* EXERCISE INSTRUCTIONS
- A) List every capitalized game term in the wargame correction note that names a numeric value used in play.
- B) Pick up the note correcting the wargame magazine article from where it stops.

* SELECTED TEXT
::::::
As part of producing these articles the team at Wargames Illustrated send the author of the game their article to check for factual errors and add a FAQ if they feel it would help. Unfortunately for us there was a bit of a mix up when Wayne had a holiday and our amends to a couple of errors were missed before it went to print.

So if you’ve found your way over here via the magazine article (welcome!) you’ll find below clarification of a couple of details that got missed in the article.

  • Page 110, second column, around lines 16-17, the article mentions spending Renown on weapons and armour. It should read that you spend Renown on weapons but armour is incorporated into the Defence (DEF) characteristic. You can choose how much Renown to put into DEF to represent your model’s armour or defensive ability.
  • Page 111, first column, around lines 6-12, the article discusses how to establish the Break Point of a warband. This is the point at which a warband has had enough of the fight and flees. The article is incorrect, it should read as follows, “…the total Fortitude and Mind for your force is added together and divided by two to find your Warband’s Break Point, the point at which, after losses of Fortitude and Mind, the Warband flees the battlefield.
::::::
* ENTRIES SUPPLIED
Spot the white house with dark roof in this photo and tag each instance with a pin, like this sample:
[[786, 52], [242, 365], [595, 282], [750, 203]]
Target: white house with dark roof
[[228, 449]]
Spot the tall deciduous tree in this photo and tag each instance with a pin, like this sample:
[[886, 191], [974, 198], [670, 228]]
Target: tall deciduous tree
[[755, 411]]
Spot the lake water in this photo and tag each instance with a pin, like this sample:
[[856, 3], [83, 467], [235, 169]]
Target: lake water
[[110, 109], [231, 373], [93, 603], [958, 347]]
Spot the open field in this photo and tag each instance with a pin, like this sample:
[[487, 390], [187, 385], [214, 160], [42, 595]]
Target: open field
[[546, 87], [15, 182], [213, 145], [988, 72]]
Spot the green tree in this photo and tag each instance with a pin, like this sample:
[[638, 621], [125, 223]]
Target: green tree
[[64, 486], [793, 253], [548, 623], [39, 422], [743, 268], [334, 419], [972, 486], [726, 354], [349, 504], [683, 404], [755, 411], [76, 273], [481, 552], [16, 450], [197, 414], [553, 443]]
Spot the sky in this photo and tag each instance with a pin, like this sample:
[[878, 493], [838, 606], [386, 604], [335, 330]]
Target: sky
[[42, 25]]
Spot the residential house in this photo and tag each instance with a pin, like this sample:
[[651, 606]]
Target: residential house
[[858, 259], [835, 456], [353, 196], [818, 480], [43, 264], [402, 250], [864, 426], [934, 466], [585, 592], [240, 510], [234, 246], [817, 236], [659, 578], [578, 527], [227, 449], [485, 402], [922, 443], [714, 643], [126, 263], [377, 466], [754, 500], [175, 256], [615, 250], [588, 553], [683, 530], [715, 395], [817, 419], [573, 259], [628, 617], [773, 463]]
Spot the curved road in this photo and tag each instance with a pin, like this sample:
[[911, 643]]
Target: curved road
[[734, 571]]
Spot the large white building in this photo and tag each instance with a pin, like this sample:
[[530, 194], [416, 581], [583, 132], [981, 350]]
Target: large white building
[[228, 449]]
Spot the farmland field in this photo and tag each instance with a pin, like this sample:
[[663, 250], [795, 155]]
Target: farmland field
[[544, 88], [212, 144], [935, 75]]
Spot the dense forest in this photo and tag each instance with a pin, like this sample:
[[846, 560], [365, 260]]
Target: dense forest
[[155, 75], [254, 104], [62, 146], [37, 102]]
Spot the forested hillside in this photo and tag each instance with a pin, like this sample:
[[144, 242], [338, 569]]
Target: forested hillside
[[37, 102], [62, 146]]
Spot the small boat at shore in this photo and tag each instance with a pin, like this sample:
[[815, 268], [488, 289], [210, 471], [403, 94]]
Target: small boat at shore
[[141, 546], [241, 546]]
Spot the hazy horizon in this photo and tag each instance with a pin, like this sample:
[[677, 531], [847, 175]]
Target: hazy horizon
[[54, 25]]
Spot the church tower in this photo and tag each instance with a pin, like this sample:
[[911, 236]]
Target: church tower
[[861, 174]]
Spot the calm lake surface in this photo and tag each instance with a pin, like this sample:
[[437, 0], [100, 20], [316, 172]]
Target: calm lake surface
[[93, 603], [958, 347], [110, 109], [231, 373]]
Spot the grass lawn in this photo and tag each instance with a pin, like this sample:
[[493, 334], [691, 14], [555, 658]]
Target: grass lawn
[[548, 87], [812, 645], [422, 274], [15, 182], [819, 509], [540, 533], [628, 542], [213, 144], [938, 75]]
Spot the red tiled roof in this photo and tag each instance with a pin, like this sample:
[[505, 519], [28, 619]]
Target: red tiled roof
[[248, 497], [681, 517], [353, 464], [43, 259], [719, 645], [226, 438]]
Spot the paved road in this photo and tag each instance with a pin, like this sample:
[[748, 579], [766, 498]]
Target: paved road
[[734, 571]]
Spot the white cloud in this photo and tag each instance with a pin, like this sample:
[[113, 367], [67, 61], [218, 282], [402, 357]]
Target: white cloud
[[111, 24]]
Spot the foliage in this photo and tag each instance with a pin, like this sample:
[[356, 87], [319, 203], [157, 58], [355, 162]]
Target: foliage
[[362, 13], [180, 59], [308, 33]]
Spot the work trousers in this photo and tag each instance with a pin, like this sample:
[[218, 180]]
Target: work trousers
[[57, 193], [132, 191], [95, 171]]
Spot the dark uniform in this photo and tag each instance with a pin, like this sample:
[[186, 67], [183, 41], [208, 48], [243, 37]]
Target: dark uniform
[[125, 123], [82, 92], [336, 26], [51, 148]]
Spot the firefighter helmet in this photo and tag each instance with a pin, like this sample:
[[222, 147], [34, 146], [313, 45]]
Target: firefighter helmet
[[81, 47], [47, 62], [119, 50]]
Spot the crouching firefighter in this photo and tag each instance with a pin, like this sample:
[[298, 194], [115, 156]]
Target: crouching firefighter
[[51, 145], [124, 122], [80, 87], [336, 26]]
::::::
* ANSWERS IN ORDER
- A) Renown, Defence (DEF), Fortitude, Mind, Break Point

- B)
  • Page 111, second column – the article mentions that the PDF is forty-six pages, it’s actually fifty pages.

I’ve included below some additional content which didn’t make it into the article but may be of interest if you are new to Open Combat:

Frequently Asked Questions

Q. How big is the area needed to play?
A. Open Combat can be played in any area but we recommend approximately 24″x24″.

Q. How long does a game take?
A. Once you’ve created a warband and got your terrain set up games can take between 30-40 minutes (depending on the Renown level you’re playing at).

Q. What dice does Open Combat use?
A. Regular six-sided dice. You only need three.

Q. How does turn activation work?
A. Players take turns but you might not get to use your entire warband during your turn. During your turn you activate the members of your warband individually. Each model in your warband may take two actions but if disaster strikes you might lose the initiative and play will pass to your opponent even if you haven’t activated all of your models. Prioritising your warband’s actions is central to the tactics of Open Combat.

Q. Are there really no limits to the Renown I can spend on any model?
A. Yes, there are no limits. You can build the profile in any way you choose.

Q. What stops models that have huge amounts of Renown spent on them destroying everything around them and being unkillable?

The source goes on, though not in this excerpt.